# [Required tasks]
1: In the function minimization notes, condense the paragraph beginning "The Golden Section Search is an efficient technique" into a short bulleted list that keeps its main facts.
2: Duplicate the passage of the function minimization notes between "Function minimization has" and "in interval \((a,b)\)", inclusive.
3: Render this sentence from the function minimization notes in Spanish: "Function minimization has a close relationship with the root finding problem."

# [Selected extract]
━━━

Lecture Materials
Function minimization#
Function minimization is one of the most common tasks in physics and engineering. It is used in many different contexts, such as energy minimization in statistical physics, optimization of parameters in model fitting or machine learning, etc.
Function minimization has a close relationship with the root finding problem. In particular, it can be reduced to finding the root of the first derivative of the function.
Let us consider different methods for function minimization. As an example, let us consider the function \(f(x) = \sin(x)\) on an interval \([0, 2\pi]\).
Golden Section Search#
The Golden Section Search is an efficient technique for finding the minimum (or maximum) of a unimodal function (has only one minimum in the interval) within a specified interval without requiring derivatives. This method resembles the bisection method for root-finding in that it also decreases the interval at each step by a specified factor.
Algorithm#
Bracket the minimum \(x_{min}\) in interval \((a,b)\)
Take \(c = b - (b-a)/\varphi\) and \(d = a + (b-a)/\varphi\)

━━━

# [Supplied information]
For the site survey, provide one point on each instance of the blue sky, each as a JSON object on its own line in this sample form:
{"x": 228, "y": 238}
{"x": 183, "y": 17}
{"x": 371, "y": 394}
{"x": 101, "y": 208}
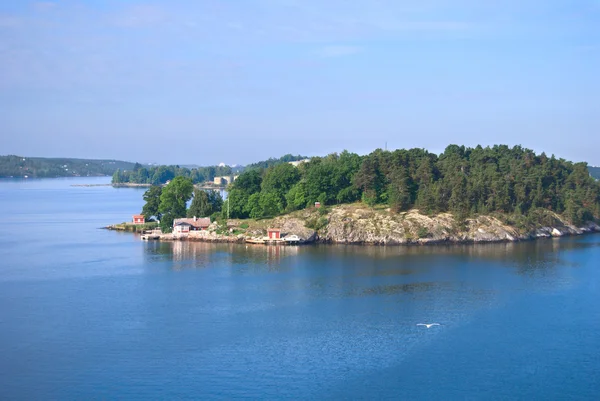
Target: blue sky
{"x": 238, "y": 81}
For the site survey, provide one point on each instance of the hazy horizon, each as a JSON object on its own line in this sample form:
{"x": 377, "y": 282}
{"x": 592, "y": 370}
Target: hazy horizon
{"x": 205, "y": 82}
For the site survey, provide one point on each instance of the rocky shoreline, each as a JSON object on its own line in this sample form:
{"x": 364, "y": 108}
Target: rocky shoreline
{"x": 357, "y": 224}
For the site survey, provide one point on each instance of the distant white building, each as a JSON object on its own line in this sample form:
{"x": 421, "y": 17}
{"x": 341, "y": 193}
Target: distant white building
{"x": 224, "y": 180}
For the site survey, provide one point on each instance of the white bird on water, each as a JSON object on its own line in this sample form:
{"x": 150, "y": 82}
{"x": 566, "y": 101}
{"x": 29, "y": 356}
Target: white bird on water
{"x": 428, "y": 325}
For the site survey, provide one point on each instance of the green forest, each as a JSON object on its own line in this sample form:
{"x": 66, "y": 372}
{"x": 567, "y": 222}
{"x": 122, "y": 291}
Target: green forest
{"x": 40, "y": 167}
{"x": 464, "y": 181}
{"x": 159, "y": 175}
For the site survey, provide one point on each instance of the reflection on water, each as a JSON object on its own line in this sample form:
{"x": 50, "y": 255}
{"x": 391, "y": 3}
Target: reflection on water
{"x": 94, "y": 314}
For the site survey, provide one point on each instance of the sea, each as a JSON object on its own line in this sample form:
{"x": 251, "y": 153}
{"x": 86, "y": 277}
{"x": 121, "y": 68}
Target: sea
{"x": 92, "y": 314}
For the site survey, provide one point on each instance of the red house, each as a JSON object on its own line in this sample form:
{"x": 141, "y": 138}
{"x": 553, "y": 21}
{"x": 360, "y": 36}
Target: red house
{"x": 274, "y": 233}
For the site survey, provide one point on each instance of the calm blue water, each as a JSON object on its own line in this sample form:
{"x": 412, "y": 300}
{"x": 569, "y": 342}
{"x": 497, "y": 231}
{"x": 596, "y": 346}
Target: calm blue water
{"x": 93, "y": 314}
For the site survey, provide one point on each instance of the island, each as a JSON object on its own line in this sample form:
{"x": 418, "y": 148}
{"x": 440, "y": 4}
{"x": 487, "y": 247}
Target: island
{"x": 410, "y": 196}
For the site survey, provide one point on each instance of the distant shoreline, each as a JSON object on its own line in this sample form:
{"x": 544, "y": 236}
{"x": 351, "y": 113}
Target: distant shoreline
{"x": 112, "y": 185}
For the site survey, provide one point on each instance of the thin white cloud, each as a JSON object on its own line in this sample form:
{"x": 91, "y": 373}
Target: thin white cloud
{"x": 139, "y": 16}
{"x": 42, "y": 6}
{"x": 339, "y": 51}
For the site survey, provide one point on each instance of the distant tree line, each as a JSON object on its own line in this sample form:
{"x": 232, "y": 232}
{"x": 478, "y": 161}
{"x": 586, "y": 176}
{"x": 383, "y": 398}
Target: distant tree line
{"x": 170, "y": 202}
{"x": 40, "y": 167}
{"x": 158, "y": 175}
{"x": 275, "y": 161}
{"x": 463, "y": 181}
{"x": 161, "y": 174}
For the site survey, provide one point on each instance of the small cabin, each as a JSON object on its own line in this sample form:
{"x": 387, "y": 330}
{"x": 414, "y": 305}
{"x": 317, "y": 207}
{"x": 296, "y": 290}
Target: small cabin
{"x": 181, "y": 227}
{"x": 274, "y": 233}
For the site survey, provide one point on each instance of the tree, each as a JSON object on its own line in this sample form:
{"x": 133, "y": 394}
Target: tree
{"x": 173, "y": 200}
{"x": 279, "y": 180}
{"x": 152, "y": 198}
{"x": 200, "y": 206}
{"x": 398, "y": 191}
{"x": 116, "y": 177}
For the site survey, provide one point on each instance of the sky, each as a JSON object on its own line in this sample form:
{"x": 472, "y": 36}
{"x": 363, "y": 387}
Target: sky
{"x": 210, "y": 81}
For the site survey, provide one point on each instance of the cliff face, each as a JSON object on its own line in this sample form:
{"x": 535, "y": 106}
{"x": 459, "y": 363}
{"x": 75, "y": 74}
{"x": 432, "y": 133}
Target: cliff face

━━━

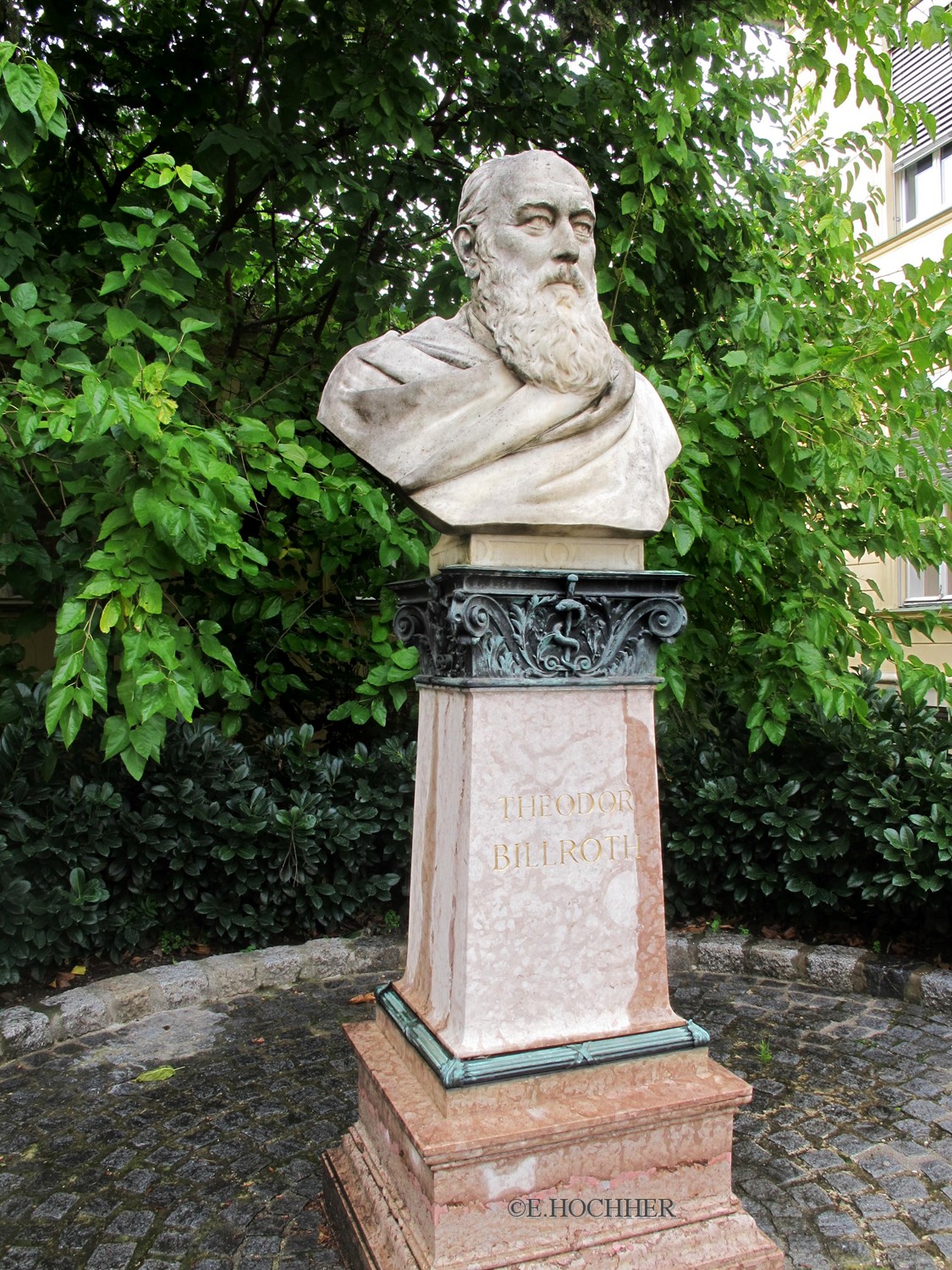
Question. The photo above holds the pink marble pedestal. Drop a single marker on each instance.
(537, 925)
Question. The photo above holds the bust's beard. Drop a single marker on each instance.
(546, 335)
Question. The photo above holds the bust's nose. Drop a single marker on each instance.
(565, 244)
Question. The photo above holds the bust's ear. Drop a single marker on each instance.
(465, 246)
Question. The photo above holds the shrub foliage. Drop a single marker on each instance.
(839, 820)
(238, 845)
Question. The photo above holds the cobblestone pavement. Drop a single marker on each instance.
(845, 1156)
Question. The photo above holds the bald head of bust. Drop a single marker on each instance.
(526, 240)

━━━

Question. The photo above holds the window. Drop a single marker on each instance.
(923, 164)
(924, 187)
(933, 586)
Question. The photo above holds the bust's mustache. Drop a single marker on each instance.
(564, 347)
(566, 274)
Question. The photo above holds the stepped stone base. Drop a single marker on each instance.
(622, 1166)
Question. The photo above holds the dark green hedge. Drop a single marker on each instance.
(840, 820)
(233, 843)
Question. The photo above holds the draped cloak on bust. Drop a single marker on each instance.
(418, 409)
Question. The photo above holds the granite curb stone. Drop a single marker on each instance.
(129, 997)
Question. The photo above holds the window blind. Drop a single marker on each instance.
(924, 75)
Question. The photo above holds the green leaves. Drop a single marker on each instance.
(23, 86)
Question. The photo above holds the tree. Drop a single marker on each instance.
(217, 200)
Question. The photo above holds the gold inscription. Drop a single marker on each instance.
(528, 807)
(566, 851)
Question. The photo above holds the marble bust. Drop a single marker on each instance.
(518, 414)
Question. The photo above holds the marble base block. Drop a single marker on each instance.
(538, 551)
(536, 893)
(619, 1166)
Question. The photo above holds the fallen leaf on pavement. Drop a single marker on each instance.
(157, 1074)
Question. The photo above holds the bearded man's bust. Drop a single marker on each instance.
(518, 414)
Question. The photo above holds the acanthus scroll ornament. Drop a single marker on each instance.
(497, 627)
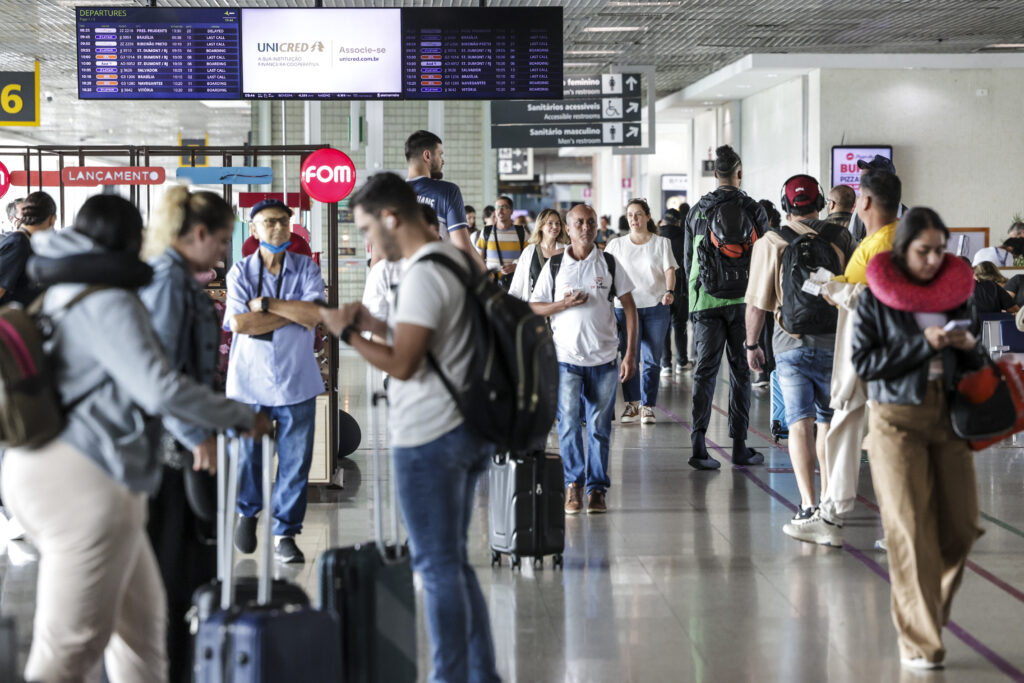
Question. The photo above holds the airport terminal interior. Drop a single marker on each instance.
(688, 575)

━━━

# [Answers per task]
1:
- The Golden Section Search efficiently finds the minimum or maximum of a unimodal function within a specified interval. A unimodal function has only one minimum in that interval.
- It does not require derivatives.
- Like the bisection method for root-finding, it shrinks the interval by a specified factor at each step.

2:
Function minimization has a close relationship with the root finding problem. In particular, it can be reduced to finding the root of the first derivative of the function.
Let us consider different methods for function minimization. As an example, let us consider the function \(f(x) = \sin(x)\) on an interval \([0, 2\pi]\).
Golden Section Search#
The Golden Section Search is an efficient technique for finding the minimum (or maximum) of a unimodal function (has only one minimum in the interval) within a specified interval without requiring derivatives. This method resembles the bisection method for root-finding in that it also decreases the interval at each step by a specified factor.
Algorithm#
Bracket the minimum \(x_{min}\) in interval \((a,b)\)

3: La minimización de funciones tiene una estrecha relación con el problema de búsqueda de raíces.